▶ **Work to complete**
The entries that follow must be given again exactly, with no pictures kept.

========

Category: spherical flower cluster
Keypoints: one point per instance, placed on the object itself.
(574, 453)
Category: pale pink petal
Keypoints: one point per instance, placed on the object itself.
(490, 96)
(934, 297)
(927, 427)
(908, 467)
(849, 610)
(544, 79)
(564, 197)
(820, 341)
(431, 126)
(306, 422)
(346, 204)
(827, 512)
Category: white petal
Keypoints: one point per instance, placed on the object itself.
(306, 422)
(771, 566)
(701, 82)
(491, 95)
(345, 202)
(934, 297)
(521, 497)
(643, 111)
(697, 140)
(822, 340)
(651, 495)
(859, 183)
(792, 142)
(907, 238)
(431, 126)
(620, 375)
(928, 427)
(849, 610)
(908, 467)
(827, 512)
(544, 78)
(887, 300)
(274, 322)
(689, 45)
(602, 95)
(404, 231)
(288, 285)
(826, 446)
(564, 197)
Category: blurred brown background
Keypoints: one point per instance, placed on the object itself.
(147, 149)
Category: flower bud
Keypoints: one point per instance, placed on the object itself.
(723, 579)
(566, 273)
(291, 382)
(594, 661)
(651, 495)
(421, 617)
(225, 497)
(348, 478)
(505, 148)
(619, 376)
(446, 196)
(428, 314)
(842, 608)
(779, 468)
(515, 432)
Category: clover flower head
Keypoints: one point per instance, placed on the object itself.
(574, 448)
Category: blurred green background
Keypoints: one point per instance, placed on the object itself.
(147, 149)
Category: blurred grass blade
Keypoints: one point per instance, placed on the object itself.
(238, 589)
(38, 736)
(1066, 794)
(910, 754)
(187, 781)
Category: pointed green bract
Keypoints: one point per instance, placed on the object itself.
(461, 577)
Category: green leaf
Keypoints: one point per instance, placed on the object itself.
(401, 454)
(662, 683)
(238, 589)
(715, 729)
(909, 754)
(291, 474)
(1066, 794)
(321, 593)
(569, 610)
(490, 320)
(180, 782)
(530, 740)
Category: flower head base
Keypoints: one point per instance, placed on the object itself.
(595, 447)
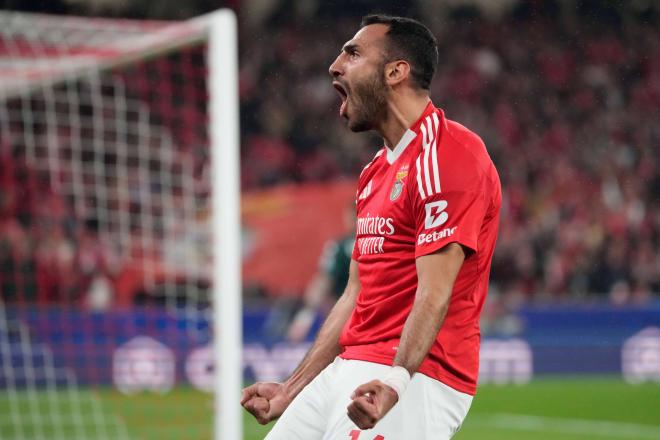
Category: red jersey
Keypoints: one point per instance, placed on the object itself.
(437, 186)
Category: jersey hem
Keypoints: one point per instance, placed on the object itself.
(450, 381)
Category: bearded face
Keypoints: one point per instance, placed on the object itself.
(367, 102)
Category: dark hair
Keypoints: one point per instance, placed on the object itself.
(409, 40)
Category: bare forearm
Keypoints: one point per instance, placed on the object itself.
(436, 273)
(420, 330)
(326, 346)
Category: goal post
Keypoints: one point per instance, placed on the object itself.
(120, 253)
(225, 160)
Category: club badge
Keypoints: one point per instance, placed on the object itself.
(397, 188)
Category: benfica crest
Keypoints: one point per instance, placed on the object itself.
(397, 188)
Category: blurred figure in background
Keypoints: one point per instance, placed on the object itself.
(329, 282)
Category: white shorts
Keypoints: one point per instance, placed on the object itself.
(428, 409)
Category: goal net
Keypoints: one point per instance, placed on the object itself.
(110, 166)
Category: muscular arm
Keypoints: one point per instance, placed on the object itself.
(326, 346)
(436, 274)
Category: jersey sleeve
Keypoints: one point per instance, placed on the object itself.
(452, 212)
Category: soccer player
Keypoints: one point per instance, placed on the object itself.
(398, 355)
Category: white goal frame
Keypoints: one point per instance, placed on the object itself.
(225, 184)
(219, 29)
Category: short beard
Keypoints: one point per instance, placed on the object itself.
(371, 105)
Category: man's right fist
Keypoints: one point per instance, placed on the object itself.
(266, 401)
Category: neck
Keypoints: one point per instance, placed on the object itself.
(402, 110)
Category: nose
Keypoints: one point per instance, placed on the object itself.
(335, 68)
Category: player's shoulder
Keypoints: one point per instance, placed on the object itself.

========

▶ **Response box**
Category: spherical flower cluster
Keypoints: one point per instance, placed on the object itself.
(574, 453)
Category: pale pink petal
Keypoints: one point per instance, placed on the object itself.
(490, 96)
(934, 297)
(927, 427)
(908, 467)
(849, 610)
(544, 79)
(564, 197)
(820, 341)
(431, 126)
(306, 422)
(346, 204)
(827, 512)
Category: white petal
Keypoints: one point per instance, placed on the object itself.
(306, 422)
(771, 566)
(701, 82)
(491, 95)
(345, 202)
(934, 297)
(521, 497)
(643, 111)
(697, 140)
(822, 340)
(651, 495)
(859, 183)
(792, 142)
(907, 238)
(431, 126)
(620, 375)
(928, 427)
(849, 610)
(908, 467)
(827, 512)
(544, 78)
(887, 300)
(274, 322)
(689, 45)
(602, 95)
(404, 231)
(288, 285)
(826, 446)
(564, 197)
Category: blurred brown background
Keypoints: one point per instance, placed on the object itself.
(147, 149)
Category: flower bud
Keypoints: one point per instance, placed on the object itself.
(723, 579)
(566, 273)
(291, 382)
(594, 661)
(651, 495)
(421, 617)
(225, 497)
(348, 478)
(505, 148)
(619, 376)
(446, 196)
(428, 314)
(842, 608)
(779, 468)
(515, 432)
Category: clover flower head
Keypoints: one point per instance, placed on the object itself.
(574, 448)
Category: blurred green background
Keypoints: one point per instance, placed on the object itself.
(147, 149)
Category: blurred grass blade
Keypoints: one point per instance, placed on the object itself.
(238, 589)
(38, 736)
(1066, 794)
(910, 754)
(187, 781)
Category: pointed green bract
Keypoints: one point per instance, placed on the object itself.
(461, 577)
Category: green leaf
Keypoints: one point per instance, placed on the object itself.
(401, 454)
(662, 683)
(238, 589)
(715, 729)
(909, 754)
(291, 474)
(1066, 794)
(321, 593)
(569, 610)
(490, 320)
(180, 782)
(530, 740)
Category: flower head base
Keypoints: one point per instance, placed on the object itself.
(595, 447)
Category: red jersey
Keypoints: one point per instance, placed on the object itself.
(437, 186)
Category: jersey hem
Keypoints: one point per instance, placed on the object itself.
(450, 381)
Category: bearded face
Keypoints: one point per instance, placed on the object itself.
(367, 102)
Category: dark hair
Keypoints: one point per instance, placed on the object itself.
(409, 40)
Category: bare forearm
Keypoints: one point per instance, placed on the object itself.
(436, 273)
(420, 330)
(326, 346)
Category: goal post
Keypoints: one point per instance, placed on the object itself.
(120, 253)
(225, 160)
Category: club badge
Keypoints: one point per instance, placed on the object itself.
(397, 188)
Category: benfica crest
Keypoints: one point per instance, placed on the object itself.
(397, 188)
Category: blurred figure in background
Keypoints: one point per instance, placed on the object itself.
(329, 282)
Category: white shorts
Keypoints: one point per instance, placed on the object itself.
(428, 409)
Category: goal net
Keypoints: one point per instance, placed on the object itself.
(110, 166)
Category: muscular arm
Keypoints: one point per instance, placed on the object itself.
(326, 346)
(436, 274)
Category: jersey sleeve
Keypoints: one point per instance, placed on the object itself.
(452, 212)
Category: soccer player
Keypoints: one point per instance, placed on the object itself.
(398, 355)
Category: white goal frame
Keypoints: one point per instance, placed on the object itself.
(225, 184)
(219, 29)
Category: short beard
Keypoints: one point per instance, placed on the object itself.
(371, 105)
Category: man's right fist
Keypoints: one point per instance, placed on the object itself.
(266, 401)
Category: neck
Keypoints: one point per instance, placed on the object itself.
(402, 110)
Category: nose
Keypoints: one point per instance, placed on the object itself.
(335, 68)
Category: player's shoulder
Keypoints: one point per instance, placed on the object itself.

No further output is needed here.